▸ SELECTED EXTRACT:
Scott 4 is Scott Walker's fifth  solo album. It was released in late 1969 under his birth name, Scott Engel, and failed to chart. Reissues have been released under his stage name. It has since received praise as one of Walker's best works.

Content 
Scott 4 was the first Walker album to consist solely of self-penned songs. The preceding Scott, Scott 2 and Scott 3 albums had each featured a mixture of originals and covers, including several translations of Jacques Brel songs, which were later collected to form the album Scott Walker Sings Jacques Brel. Scott 4 also features slightly less ornate orchestral arrangements than its predecessors, opting instead for a more skeletal, folk-inspired sound with greater emphasis on the rhythm section.

The opening track, "The Seventh Seal," is based on the 1957 film of the same name by filmmaker Ingmar Bergman. The second track on side B, "The Old Man's Back Again (Dedicated to the Neo-Stalinist Regime)" refers to the 1968 Warsaw Pact invasion of Czechoslovakia.

The quote "a man's work is nothing but this slow trek to rediscover, through the detours of art, those two or three great and simple images in whose presence his heart first opened" (credited to the writer Albert Camus) appears on the back of the album sleeve.

▸ SUPPLIED INFORMATION:
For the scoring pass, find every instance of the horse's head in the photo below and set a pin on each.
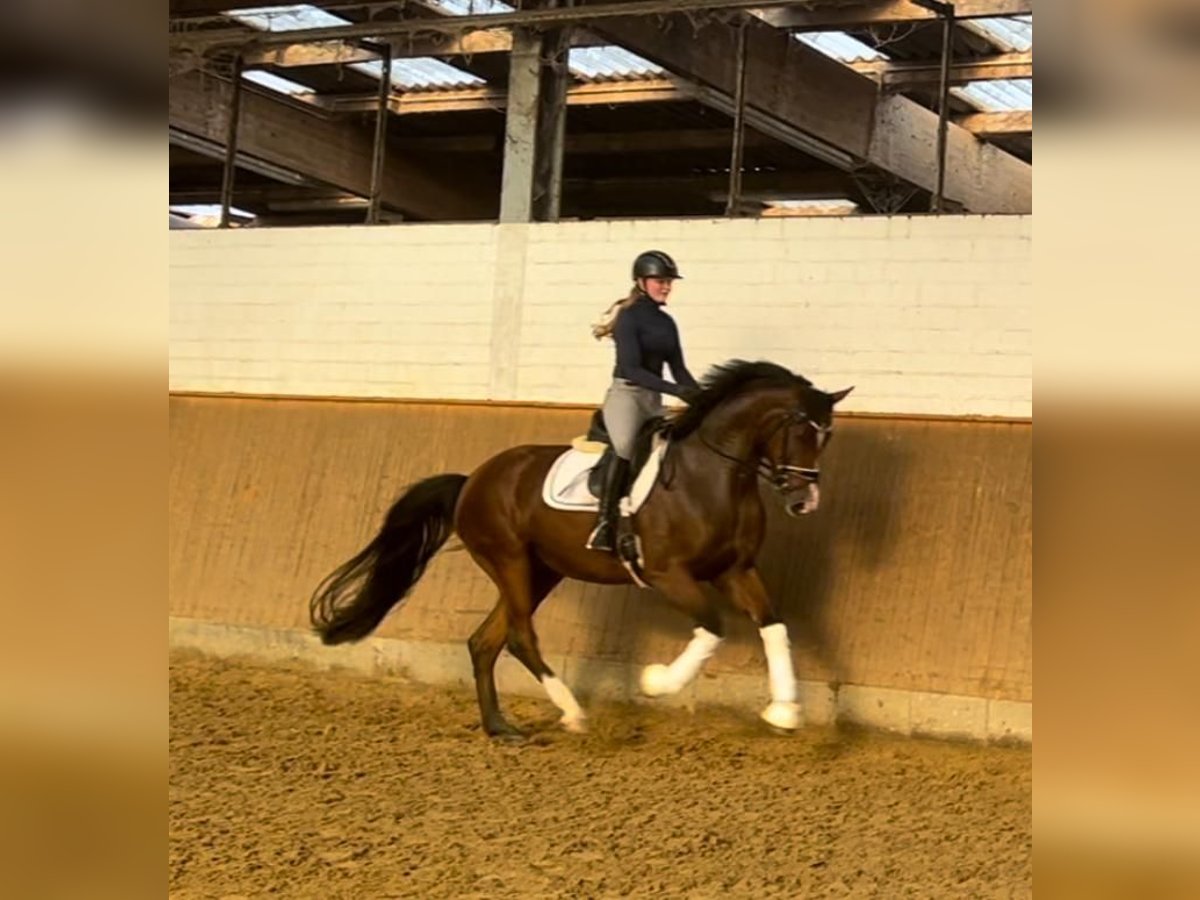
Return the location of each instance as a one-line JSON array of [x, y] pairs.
[[795, 441]]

▸ TASKS FOR THIS EXERCISE:
**A.** Decide whether each statement agrees with the Scott 4 article, answering yes or no and quoting the words of the article that settle it: (i) Scott 4 first came out under the name Scott Engel. (ii) Scott 4 includes translations of Jacques Brel songs. (iii) The Camus quote is printed on the front of the album sleeve.
**B.** Reproduce the passage of the Scott 4 article word for word, starting at "Scott 4 is Scott" and ending at "Walker's best works.".

▸ ANSWER SET:
**A.**
(i) Yes: "It was released in late 1969 under his birth name, Scott Engel"
(ii) No: "Scott 4 was the first Walker album to consist solely of self-penned songs."
(iii) No: "appears on the back of the album sleeve"

**B.**
Scott 4 is Scott Walker's fifth  solo album. It was released in late 1969 under his birth name, Scott Engel, and failed to chart. Reissues have been released under his stage name. It has since received praise as one of Walker's best works.